→ Excerpted passage

+===+

This is an antimalarial drug, but it's also used for autoimmune diseases like lupus and rheumatoid arthritis. A nationwide shortage of the drug now exists because prescribers are hoarding the drug for themselves and their families. I have a family member with lupus who is on this drug, and although I haven't heard from her yet, I have heard about numerous cases in which people with these serious diseases cannot get it, because it's been hoarded by the very people charged with helping the sick.

Perhaps the shortage of personal protective equipment has led to this behavior. Maybe not. Perhaps it's just self-centeredness, a doppleganger of the "self-ism" of many of our societies  in the West, in which individual "freedom" is believed to eclipse the common good.

Anyway, I found it interesting that in just a few days of this behavior, several people have died from taking this drug. (The link is just a couple of the cases reported so far--maybe this will cause people to rethink taking medical advice from a real estate developer.)

If you are considering, I would not recommend it. I myself would use a homeopathic remedy--at least the cure won't kill me.

Panic Buying

Or is it something else, maybe boredom? After all, we're pretty much left with just the grocery stores for outside entertainment in the presence of others of our kind. Here's an example:

Credit: Julie Moffitt
The pasta aisle at a local supermarket. I do hope none of this ends up in a landfill when it's too stale to eat. Maybe people will donate to food banks, especially with all the unemployed now coming online.

I understand. We're freaking out. But why? Should seem obvious, one could say. Deaths, lockdowns, mysterious, invisible invaders among us (sound familiar?), and all sorts of disruption with no clear end date. If I examine the real data so far, I can conclude that we have a serious health problem on our hands that mostly afflicts people 50 and older, that it seems alarmingly contagious but modestly fatal--the vast majority live when circumstances allow, such as healthy food supplies, clean water, avoidance of well-known bad habits (In China 52% of men smoke), and exercise some healthy behaviors, the fatality rate seems a modest 1%--and will probably be lower once we have a real denominator. We don't actually know how many people even are infected with the novel coronavirus.

+===+

→ Dataset content

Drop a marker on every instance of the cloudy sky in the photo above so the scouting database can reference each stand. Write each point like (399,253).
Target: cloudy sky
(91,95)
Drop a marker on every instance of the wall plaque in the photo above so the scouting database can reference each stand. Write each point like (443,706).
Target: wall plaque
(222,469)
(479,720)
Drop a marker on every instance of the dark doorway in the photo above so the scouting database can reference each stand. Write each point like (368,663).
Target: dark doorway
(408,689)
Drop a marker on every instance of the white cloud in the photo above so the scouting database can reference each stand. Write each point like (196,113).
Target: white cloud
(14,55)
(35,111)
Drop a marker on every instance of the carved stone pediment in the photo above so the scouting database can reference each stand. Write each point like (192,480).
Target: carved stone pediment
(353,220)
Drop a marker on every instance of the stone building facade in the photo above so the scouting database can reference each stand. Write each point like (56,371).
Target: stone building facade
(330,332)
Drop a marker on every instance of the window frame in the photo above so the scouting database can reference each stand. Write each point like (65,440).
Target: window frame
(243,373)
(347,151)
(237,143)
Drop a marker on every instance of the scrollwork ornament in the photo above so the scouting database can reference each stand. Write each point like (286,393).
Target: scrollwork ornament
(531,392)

+===+

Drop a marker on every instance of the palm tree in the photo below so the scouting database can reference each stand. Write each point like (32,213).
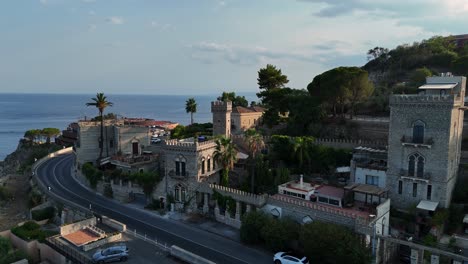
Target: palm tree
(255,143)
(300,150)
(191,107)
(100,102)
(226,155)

+===+

→ The problem
Continue the blog passage on pandemic hoarding and panic buying from its last sentence. The data has no connection to the blog passage on pandemic hoarding and panic buying.

→ Answer section
Today I began to wonder Did we need something to happen? Were things too easy? Were we somehow bored? Did we need "a kick in our complacency," as Jean-Luc Picard put in Star Trek?
Things were not great for a lot of people, but we were tolerating it. This communal freak out accomplishes laying bare the inequities and poverties of many parts of the world, thus to inspire better discussions about how to fix those inequities. 

I mean, people are gettin' an education about their "health insurance". Am I right?

I'm not sure that I would say that people are somehow "causing" this. But this epidemic was probably influenced by the growing power of Chinese agribusiness, which like America's, forces the less wealthy to find other means of support, when they see a market to over-exploit.

In other words: systems move as an interconnected wave. It's not possible for me to imagine that this is objective decision-making in the face of limited data; rather it is the collective psychic seizure that for a moment frames everything into such relief, it can no longer be ignored. So...
  • We should have been better prepared for this.
  • Politicians politicizing catastrophe should be publicly flogged.
  • Individuals should have been better prepared, both by equitable wealth-structures and personal effort.
  • We need to have a real conversation about what's possible and what's desirable, real soon.
So that's going to mean new discussions. I kinda hope it upends the current political stalemate. That's what I'm thinkin' about. How about you?

Special Thanks: to Julie Moffitt. I love bouncing ideas around with you. Inspiration.

UPDATE 3/25/20: COVID-19 cases in U.S. 55,000; deaths, 801. From the CDC: "CDC estimates that so far this season there have been at least 38 million flu illnesses, 390,000 hospitalizations and 23,000 deaths from flu." Context.